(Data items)
──────────

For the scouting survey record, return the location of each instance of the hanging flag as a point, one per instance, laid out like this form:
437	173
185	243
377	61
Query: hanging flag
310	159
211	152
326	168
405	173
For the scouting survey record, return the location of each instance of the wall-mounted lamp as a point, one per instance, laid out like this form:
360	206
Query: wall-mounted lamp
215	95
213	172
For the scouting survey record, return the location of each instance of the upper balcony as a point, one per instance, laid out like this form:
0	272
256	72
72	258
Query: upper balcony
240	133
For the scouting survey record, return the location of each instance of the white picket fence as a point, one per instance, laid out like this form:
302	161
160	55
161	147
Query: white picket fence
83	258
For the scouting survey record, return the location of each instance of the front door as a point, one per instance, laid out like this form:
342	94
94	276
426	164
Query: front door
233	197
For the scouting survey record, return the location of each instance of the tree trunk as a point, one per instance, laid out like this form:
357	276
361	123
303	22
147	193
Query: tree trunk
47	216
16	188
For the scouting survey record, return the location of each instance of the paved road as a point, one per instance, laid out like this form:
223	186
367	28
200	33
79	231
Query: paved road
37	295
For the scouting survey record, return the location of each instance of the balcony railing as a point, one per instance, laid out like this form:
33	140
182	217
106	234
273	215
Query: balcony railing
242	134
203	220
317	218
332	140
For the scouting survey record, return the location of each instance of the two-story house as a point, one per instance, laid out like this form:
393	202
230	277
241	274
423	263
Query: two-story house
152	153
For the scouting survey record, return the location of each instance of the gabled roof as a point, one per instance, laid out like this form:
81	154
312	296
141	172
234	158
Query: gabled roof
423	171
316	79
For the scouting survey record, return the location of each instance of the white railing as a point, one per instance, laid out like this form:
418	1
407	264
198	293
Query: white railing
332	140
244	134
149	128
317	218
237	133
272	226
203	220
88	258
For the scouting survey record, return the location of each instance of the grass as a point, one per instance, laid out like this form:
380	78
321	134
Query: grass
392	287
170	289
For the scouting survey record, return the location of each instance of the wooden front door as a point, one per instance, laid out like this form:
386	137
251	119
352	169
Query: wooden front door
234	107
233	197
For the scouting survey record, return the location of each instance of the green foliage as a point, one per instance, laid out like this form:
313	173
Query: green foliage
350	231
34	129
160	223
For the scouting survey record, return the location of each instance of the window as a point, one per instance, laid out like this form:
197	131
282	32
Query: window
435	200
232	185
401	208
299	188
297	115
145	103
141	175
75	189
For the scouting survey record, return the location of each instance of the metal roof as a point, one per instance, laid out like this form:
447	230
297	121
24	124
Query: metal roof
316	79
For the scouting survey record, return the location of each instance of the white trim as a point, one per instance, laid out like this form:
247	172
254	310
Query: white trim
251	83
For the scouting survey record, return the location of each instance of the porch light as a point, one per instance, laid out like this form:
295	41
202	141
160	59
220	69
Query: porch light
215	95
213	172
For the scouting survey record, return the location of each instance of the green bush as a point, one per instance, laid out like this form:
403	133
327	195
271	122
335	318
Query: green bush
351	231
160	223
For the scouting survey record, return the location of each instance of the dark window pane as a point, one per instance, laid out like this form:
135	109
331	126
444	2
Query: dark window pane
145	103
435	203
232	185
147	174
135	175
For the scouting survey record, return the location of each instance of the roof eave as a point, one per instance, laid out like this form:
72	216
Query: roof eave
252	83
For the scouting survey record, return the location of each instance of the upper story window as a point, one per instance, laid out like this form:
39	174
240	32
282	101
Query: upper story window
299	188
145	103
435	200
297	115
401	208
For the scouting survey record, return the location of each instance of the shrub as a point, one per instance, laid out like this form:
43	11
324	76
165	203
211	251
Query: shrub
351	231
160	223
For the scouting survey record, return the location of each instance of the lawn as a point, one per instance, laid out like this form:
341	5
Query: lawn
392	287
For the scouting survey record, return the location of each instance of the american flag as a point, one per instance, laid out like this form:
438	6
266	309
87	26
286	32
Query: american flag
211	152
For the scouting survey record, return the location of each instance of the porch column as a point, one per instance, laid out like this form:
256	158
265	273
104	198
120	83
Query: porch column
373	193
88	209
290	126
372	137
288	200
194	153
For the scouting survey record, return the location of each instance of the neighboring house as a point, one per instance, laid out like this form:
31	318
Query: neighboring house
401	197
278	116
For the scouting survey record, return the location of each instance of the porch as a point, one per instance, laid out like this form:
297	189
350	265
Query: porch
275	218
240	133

──────────

### Brief
The answer consists of every entry, returned exactly.

### Solution to the exercise
For the scouting survey record, return the location of each instance of the hanging flag as a point, one per instance, laid out like this form:
437	173
185	243
377	61
Query: hanging flag
310	159
211	152
326	168
405	173
For the scouting survey record, return the location of each instance of the wall-mounted lamp as a point, one per instance, laid out like this form:
360	206
Query: wall-mounted lamp
215	95
213	172
For the scouting survey record, return the location of each instance of the upper balcony as a point, one per instance, laid out like this form:
0	272
256	72
72	258
Query: upper balcony
240	133
For the scouting survey record, return the location of each instance of the white picket fence as a point, one per instance, laid out like this form:
302	161
160	55
161	147
Query: white picket fence
83	258
For the scouting survey record, return the location of each instance of the front door as a point, one per instance, laid out like this form:
342	94
94	276
426	164
Query: front door
233	197
For the scouting survey record, return the location of each instance of the tree trunk as a point, one per instance, laid out like this form:
357	276
361	123
303	22
147	193
Query: tree trunk
47	216
16	188
For the scouting survey record, return the location of each instance of the paved road as a point, one per instance, laid out like this form:
223	186
367	28
200	33
79	231
Query: paved road
37	295
For the scouting survey record, return the location of each instance of the balcony railing as a point, one per instance, laid out like this form:
33	140
182	217
106	234
273	215
Query: balcony railing
242	134
203	220
317	218
332	140
For the scouting survey record, return the location of each instance of the two-story house as a point, one per instance, laid out like this form:
393	202
230	277
241	274
423	263
Query: two-story house
152	153
For the scouting survey record, return the location of each instance of the gabled roof as a point, one per instance, laid out like this form:
81	154
312	296
141	172
234	158
Query: gabled roof
423	171
316	79
For the scouting survey record, return the location of each instance of the white railing as a point, one per instance, laid out like this form:
418	1
407	264
198	293
Query: white railing
332	140
244	134
149	128
317	218
237	133
272	226
203	220
88	258
For the scouting survey record, return the location of each instance of the grass as a point, one per instance, laid out like this form:
380	78
321	134
Query: grass
392	287
170	289
For the scouting survey record, return the location of each instance of the wooden front door as a point, one per instance, laid out like this form:
386	137
251	119
352	169
Query: wooden front door
234	107
233	197
For the scouting survey record, return the location of each instance of the green foliage as a point, one per instance, laid out like this form:
313	173
Query: green foliage
350	231
34	129
160	223
For the scouting survey record, return the location of each instance of the window as a point, one per instance, laid out like this form:
197	131
282	32
Query: window
435	200
232	185
401	208
299	188
297	115
145	103
141	175
75	189
For the scouting survey record, return the location of each instance of the metal roof as a point, one per instance, laid out like this form:
447	230
297	121
24	124
Query: metal roof
316	79
For the scouting survey record, return the location of each instance of the white trim as a point, one per instance, laid out like this form:
247	172
254	310
Query: white trim
251	83
For the scouting survey record, return the location of each instance of the porch light as a point, one per instance, laid out like this form:
295	41
202	141
160	59
220	69
Query: porch light
215	95
213	172
For the scouting survey record, return the location of each instance of the green bush as a point, one per instance, laid out like this form:
403	133
327	195
271	122
335	318
Query: green bush
351	231
160	223
For the scouting survey record, return the location of each instance of the dark window pane as a point, one per instance, laid out like this form:
135	109
331	126
444	2
Query: dark window pane
145	103
435	203
232	185
147	174
135	175
For the scouting survey record, return the location of each instance of the roof eave as a point, one per instance, laid out like this form:
72	216
Query: roof eave
252	83
For the scouting survey record, return the location of each instance of the upper story window as a point, one per instance, laid out like this form:
39	174
240	32
282	101
Query: upper story window
299	188
145	103
435	200
297	115
401	208
For the scouting survey record, return the location of each instance of the shrub as a point, one per instance, laid out like this form:
43	11
324	76
165	203
211	251
Query: shrub
351	231
160	223
For the scouting survey record, return the location of each instance of the lawn as a point, one per instance, laid out like this form:
341	5
Query: lawn
392	287
For the scouting survey record, return the location of each instance of the american flag as a point, one per instance, laid out like this form:
438	6
266	309
87	26
286	32
Query: american flag
211	152
For the scouting survey record, return the location of each instance of the porch column as a point, one per instance, laid out like this form:
256	158
265	273
104	198
120	83
Query: porch column
373	193
88	209
290	126
372	137
288	200
194	153
For the scouting survey record, return the location of each instance of the neighboring house as a point, one per instance, laid out like this form:
31	318
Query: neighboring house
401	197
278	116
For the scouting survey record, return the location of each instance of the porch as a point, one per instance, laid out like this form:
297	189
350	265
Query: porch
275	218
240	133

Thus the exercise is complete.